TEXT PASSAGE
===

The Gentoo initramfs wiki tells you to copy over the nodes because that is a quick and dirty way to prime the initramfs that will work, if you configure your kernel with the right device driver.  Using devtmpfs is cleaner, but the wiki may have been written before devtmpfs was popular.

 *Wizumwalt wrote:*   

> But if I execute this using devtmpfs instead of mdev in the /init, I get a slightly different error ...
> 
> /dev/sda3 on /mnt/root failed: no such file or directory
> 
> ... and I do have /mnt/root in my initramfs dir struct

 You also said that with devtmpfs, you do not get /dev/sda3, so it is consistent that you would be unable to open it.

----------

## frostschutz

 *Hu wrote:*   

> Using devtmpfs is cleaner, but the wiki may have been written before devtmpfs was popular.

 

That, and devtmpfs alone doesn't really help. If you expect the device name to change you also have to be able to pass kernel parameters to the initramfs so it knows which device to mount. This is also covered in the Wiki but it makes things way more complicated than they need to be if the device name is known and static, which is usually the case on a Desktop. The Wiki starts out with a minimalistic no frills example on purpose so people have a better chance to understand how it works first, rather than get overwhelmed with an overly complicated script right from the start. I made it this way because most other initramfs guides turned me off by just plastering a huge script there without actually explaining anything.

===

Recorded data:
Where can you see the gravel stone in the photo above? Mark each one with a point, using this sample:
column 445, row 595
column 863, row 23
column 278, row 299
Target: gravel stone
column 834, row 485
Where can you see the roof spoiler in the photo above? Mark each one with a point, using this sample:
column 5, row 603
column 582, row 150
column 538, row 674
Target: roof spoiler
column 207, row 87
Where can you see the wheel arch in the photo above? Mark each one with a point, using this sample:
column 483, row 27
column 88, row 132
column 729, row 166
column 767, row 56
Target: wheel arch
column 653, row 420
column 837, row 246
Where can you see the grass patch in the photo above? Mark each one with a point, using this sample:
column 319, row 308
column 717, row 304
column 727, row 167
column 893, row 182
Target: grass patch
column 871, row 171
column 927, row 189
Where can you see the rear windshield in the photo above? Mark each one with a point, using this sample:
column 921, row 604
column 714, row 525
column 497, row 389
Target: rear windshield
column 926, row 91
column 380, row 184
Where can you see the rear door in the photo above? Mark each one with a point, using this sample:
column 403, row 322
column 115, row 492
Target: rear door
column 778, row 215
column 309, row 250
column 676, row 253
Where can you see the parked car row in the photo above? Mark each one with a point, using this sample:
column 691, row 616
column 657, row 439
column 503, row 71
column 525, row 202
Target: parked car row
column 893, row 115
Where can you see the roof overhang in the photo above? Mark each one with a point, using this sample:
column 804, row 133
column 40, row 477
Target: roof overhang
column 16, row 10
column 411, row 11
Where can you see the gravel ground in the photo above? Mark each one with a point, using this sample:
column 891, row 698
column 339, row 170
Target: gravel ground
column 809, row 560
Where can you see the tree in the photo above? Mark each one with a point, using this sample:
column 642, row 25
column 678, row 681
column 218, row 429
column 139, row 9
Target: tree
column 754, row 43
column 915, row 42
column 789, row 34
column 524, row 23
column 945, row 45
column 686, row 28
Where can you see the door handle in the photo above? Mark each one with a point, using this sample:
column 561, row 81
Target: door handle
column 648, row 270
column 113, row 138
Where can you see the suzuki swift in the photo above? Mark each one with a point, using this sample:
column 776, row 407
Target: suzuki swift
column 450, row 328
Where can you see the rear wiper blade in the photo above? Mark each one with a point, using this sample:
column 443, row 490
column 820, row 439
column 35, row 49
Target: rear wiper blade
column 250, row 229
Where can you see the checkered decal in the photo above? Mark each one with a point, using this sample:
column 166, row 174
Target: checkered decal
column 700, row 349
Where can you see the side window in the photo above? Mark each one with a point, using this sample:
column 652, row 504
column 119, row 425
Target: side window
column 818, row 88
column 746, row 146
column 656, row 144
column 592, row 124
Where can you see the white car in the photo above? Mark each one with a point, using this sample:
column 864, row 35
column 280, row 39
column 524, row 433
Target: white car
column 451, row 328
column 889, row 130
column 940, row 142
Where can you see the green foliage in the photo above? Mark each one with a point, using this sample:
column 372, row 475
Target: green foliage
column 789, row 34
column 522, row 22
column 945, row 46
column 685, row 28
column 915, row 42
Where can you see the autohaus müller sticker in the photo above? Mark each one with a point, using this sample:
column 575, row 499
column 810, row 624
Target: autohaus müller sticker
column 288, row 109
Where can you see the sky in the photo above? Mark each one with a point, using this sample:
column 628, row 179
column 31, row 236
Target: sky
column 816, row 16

===

WHAT IS ASKED
Answer the following about the initramfs thread:
(a) According to the first post, why might the wiki not have used devtmpfs?
(b) What error line did Wizumwalt get when using devtmpfs instead of mdev in /init?
(c) According to frostschutz, what else must be possible, besides devtmpfs, if the device name is expected to change?

RESPONSE TO THE TASK
(a) The wiki may have been written before devtmpfs was popular.
(b) "/dev/sda3 on /mnt/root failed: no such file or directory"
(c) Kernel parameters must be passed to the initramfs so it knows which device to mount.